>> begin RECORDS TO USE

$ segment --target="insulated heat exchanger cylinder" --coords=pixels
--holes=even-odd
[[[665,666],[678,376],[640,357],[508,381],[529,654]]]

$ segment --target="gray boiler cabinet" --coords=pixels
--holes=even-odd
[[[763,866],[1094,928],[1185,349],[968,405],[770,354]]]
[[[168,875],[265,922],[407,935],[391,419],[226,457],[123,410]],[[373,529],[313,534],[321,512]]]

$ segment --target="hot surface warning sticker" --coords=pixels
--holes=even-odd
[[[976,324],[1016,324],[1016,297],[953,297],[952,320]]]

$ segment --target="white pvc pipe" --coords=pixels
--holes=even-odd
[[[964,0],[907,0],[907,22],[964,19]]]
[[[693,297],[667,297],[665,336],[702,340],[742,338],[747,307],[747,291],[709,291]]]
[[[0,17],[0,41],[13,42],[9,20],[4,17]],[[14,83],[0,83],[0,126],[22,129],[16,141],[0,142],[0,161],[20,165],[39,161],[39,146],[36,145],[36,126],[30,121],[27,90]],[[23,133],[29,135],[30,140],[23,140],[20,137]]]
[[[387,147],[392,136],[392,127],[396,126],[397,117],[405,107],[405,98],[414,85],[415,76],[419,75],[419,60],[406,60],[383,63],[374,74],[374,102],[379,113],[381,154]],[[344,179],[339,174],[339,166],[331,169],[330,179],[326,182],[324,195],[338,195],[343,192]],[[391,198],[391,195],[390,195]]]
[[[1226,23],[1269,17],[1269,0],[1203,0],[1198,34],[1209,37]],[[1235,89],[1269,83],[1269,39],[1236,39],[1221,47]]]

>> end RECORDS TO USE

Scale the records by writing out every line again, requests included, with each coordinate in the answers multiplied by 0.55 and rounded to a whole number, halves rounded up.

$ segment --target="insulated heat exchanger cylinder" --coords=pixels
--holes=even-odd
[[[366,366],[373,207],[352,196],[279,210],[291,360]]]

$ segment --target="gray boiler cabinet" --coords=pixels
--holes=even-odd
[[[420,476],[602,510],[652,192],[532,223],[424,195]]]
[[[92,481],[146,507],[224,514],[215,230],[124,251],[68,226]],[[205,291],[172,294],[177,282]]]

$ segment --target="hot surface warning sticker" --coords=pixels
--holes=even-odd
[[[537,178],[559,178],[559,163],[524,163],[524,176]]]

$ segment --target="white pvc pipe" --coords=pixels
--holes=even-odd
[[[530,0],[499,0],[499,12],[530,10]]]
[[[381,163],[367,163],[366,185],[386,187],[408,186],[411,169],[411,160],[390,160]]]
[[[0,9],[0,23],[7,23],[5,11],[2,9]],[[8,46],[0,46],[0,69],[12,71],[9,78],[0,78],[0,89],[11,91],[21,89],[21,80],[20,80],[20,69],[17,67],[15,50]],[[13,73],[16,74],[17,77],[13,77],[11,75]]]
[[[213,81],[216,75],[216,70],[218,69],[218,64],[223,59],[223,54],[228,47],[228,42],[230,41],[230,33],[223,33],[211,35],[206,41],[206,56],[208,62],[210,85]],[[189,98],[186,96],[186,91],[182,93],[182,98],[179,100],[178,107],[186,107],[189,106]],[[215,109],[215,107],[215,107]]]
[[[674,13],[698,9],[698,0],[662,0],[659,19],[665,20]],[[679,49],[698,46],[698,21],[680,21],[672,26]]]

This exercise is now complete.